[Opening Source data section]

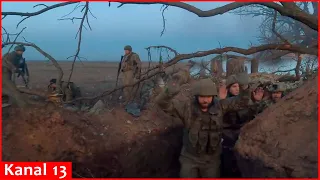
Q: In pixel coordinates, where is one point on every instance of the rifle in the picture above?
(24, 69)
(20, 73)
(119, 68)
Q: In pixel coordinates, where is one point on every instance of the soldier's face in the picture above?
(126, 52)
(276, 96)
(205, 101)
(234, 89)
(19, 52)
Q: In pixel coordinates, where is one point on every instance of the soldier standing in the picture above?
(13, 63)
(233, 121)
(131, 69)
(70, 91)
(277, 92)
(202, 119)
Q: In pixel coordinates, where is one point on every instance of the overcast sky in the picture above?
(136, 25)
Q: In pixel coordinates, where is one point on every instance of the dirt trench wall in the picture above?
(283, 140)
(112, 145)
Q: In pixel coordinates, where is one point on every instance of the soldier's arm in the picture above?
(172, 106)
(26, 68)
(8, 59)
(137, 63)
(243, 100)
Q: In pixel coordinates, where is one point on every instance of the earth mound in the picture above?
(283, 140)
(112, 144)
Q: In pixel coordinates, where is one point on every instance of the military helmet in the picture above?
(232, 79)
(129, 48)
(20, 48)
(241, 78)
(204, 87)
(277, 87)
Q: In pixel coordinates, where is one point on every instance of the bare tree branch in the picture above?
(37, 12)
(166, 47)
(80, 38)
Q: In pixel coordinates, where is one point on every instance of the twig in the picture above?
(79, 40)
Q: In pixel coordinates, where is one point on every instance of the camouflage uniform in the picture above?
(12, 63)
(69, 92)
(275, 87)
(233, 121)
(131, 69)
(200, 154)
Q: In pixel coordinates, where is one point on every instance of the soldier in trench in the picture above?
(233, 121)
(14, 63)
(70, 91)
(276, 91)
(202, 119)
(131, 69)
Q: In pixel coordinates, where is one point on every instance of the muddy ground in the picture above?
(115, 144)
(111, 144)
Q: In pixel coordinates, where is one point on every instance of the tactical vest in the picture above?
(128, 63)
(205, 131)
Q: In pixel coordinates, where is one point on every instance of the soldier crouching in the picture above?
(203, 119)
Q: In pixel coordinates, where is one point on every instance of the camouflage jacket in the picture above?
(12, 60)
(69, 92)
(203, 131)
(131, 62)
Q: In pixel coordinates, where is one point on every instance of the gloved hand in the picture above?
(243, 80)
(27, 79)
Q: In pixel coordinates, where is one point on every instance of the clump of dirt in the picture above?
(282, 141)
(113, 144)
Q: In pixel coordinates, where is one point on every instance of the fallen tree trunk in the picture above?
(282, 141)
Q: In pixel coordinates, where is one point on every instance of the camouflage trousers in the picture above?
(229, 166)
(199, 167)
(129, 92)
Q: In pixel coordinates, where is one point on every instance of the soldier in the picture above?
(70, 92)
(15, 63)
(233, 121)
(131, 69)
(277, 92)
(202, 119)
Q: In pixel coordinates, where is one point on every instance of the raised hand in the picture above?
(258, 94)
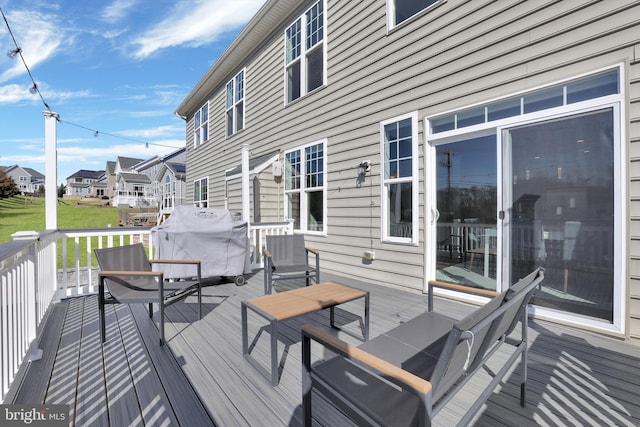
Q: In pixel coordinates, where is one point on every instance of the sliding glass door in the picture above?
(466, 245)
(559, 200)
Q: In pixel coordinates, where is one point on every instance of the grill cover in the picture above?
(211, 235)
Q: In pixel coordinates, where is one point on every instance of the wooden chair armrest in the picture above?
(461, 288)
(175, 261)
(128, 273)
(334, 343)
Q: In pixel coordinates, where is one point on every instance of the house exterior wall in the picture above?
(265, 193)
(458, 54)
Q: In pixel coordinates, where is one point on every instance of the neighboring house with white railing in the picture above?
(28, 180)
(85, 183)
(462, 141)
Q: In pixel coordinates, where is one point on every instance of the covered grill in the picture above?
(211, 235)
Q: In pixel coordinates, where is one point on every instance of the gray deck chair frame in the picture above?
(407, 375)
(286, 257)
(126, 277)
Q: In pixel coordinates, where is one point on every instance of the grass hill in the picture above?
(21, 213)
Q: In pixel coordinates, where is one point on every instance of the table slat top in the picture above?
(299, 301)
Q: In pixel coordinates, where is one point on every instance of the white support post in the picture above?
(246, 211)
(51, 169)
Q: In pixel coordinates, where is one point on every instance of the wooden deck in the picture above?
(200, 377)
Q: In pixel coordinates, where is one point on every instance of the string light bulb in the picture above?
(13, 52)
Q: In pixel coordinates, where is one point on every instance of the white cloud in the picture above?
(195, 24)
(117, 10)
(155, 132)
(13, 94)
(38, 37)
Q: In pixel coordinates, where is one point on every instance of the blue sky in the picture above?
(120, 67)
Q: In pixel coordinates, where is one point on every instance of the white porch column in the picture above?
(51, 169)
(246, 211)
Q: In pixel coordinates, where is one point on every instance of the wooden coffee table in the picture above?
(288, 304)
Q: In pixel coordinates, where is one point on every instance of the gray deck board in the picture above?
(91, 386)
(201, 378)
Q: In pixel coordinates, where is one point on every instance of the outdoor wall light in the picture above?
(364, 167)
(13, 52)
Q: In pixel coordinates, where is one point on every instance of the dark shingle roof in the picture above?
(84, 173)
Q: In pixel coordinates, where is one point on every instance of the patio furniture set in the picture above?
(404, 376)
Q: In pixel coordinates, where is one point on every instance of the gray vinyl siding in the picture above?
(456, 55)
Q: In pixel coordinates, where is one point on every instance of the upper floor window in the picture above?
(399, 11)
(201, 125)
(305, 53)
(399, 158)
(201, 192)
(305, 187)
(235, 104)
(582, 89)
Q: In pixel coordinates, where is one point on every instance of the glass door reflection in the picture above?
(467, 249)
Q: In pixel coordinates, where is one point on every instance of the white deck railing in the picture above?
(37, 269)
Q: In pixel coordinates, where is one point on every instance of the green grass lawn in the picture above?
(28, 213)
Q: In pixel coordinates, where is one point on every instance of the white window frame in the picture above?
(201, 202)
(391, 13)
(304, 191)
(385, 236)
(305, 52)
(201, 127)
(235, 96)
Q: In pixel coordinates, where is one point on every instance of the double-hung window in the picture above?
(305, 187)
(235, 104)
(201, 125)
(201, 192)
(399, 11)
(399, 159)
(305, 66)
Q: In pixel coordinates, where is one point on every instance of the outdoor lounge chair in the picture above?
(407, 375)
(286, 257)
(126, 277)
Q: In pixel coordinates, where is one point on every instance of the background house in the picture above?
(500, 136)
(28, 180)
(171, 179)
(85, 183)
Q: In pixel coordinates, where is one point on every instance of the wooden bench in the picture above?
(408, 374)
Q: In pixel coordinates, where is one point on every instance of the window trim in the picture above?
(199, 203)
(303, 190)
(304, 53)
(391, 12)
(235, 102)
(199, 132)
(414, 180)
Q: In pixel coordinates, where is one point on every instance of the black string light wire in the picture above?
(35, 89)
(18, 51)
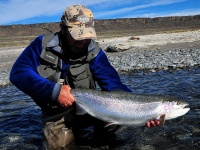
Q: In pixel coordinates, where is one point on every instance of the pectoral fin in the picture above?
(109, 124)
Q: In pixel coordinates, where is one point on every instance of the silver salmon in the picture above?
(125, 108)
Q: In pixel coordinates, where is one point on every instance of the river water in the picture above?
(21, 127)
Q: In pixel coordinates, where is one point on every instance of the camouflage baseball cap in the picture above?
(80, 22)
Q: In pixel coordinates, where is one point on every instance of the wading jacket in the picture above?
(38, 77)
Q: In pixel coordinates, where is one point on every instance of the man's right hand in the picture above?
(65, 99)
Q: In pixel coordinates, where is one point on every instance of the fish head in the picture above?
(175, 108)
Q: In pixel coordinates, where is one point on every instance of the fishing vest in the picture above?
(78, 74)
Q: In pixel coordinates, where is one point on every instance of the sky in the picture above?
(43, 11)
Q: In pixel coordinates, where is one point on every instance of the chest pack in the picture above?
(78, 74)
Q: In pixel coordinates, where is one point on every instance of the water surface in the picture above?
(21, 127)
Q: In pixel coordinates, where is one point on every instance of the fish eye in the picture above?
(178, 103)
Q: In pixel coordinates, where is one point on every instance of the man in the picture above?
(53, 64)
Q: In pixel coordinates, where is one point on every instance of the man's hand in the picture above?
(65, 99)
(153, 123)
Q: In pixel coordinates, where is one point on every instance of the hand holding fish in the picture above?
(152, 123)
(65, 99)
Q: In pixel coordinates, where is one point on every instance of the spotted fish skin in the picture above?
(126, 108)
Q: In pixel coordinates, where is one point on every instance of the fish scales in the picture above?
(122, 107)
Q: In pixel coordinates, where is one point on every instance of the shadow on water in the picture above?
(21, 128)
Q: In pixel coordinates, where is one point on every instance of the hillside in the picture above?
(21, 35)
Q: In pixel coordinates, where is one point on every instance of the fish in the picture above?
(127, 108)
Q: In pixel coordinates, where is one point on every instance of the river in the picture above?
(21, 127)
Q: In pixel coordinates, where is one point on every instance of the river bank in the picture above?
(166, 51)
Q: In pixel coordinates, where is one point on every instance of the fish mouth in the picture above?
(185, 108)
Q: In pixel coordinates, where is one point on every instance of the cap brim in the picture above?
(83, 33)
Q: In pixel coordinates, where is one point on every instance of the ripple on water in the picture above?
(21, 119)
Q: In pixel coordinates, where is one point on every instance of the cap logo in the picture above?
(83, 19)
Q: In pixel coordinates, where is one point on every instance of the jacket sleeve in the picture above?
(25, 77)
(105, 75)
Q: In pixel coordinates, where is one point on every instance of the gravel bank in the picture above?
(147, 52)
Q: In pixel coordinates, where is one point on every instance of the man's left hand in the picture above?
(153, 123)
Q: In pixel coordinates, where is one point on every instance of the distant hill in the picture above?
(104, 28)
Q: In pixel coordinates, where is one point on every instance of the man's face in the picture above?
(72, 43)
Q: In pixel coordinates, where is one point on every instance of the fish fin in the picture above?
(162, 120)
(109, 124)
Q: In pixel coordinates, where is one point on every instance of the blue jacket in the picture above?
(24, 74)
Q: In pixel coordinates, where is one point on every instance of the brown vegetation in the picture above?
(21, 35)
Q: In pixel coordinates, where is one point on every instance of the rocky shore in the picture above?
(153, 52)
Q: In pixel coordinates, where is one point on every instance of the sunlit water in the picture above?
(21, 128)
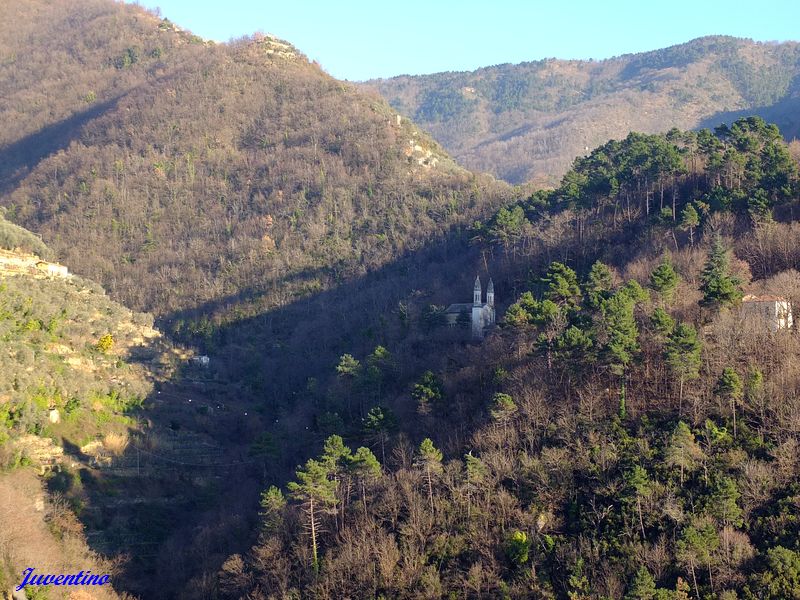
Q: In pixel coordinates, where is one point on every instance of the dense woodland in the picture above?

[Closing Source data section]
[Opening Source data section]

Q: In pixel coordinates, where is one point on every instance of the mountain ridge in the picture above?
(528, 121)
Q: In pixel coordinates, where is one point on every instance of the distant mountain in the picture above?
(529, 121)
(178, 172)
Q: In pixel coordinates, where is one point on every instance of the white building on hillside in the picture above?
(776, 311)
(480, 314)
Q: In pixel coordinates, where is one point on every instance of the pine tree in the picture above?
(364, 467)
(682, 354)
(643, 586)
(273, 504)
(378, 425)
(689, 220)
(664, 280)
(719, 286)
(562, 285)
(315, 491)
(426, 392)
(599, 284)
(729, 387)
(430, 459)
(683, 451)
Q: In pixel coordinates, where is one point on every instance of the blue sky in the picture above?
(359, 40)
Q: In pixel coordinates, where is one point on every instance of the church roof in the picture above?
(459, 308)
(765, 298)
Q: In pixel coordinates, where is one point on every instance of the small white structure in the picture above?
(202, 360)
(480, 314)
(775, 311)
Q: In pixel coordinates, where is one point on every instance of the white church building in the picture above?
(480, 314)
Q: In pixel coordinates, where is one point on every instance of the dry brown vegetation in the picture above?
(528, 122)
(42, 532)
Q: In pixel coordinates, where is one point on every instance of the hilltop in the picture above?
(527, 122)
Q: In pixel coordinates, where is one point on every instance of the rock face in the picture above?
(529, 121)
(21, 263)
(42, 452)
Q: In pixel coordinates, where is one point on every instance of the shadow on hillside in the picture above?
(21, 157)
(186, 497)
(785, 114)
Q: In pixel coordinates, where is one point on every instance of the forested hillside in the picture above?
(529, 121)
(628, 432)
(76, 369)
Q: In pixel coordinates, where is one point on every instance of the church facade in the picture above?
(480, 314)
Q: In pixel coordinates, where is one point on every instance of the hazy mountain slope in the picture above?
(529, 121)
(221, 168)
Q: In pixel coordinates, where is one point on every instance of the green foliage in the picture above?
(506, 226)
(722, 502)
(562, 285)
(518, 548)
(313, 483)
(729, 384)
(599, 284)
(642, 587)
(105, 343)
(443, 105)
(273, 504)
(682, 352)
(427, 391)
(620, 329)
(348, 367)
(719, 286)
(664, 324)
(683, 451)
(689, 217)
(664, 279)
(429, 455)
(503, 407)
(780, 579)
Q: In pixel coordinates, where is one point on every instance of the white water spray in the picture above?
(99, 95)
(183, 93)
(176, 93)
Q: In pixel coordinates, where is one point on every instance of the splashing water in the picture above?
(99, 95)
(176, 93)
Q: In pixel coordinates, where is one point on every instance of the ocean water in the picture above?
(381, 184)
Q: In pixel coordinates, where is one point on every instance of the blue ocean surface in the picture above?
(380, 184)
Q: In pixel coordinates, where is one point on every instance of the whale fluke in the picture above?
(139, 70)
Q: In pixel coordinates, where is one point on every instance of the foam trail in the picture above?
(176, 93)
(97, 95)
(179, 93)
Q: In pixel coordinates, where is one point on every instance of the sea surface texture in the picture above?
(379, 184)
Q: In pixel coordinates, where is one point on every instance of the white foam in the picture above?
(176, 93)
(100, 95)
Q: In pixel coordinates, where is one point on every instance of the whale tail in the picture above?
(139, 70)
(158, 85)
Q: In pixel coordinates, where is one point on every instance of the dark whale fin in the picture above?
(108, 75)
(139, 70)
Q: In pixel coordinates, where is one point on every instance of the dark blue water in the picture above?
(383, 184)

[Closing Source data section]

Required action
The output is the stretch above from the line with "left hand in the picture above?" through the line with "woodland in the picture above?", copied word for word with both ends kept and every picture dropped.

The completed task
Q: In pixel coordinates, where is one point on every instance of the man's left hand in the picture above?
(153, 123)
Q: In pixel coordinates, where is one point on every instance of the distant hill in the picture above?
(104, 28)
Q: In pixel coordinates, where is one point on every instance of the man's face in the picture above?
(72, 43)
Q: In pixel coordinates, where is one point on every instance of the fish fin in the picture above?
(162, 120)
(109, 124)
Q: In pixel coordinates, where is one point on every instance of the blue jacket in the picture above?
(24, 74)
Q: In pixel coordinates, where is one point on every instance of the brown vegetation in the picture above?
(21, 35)
Q: In pixel coordinates, where is one point on every instance of the rocky shore in the picture above?
(153, 52)
Q: In pixel coordinates, where is one point on every instance of the sunlit water in the picture above?
(21, 128)
Q: In pixel coordinates, where is one point on every instance of the dense woodland in the picture above?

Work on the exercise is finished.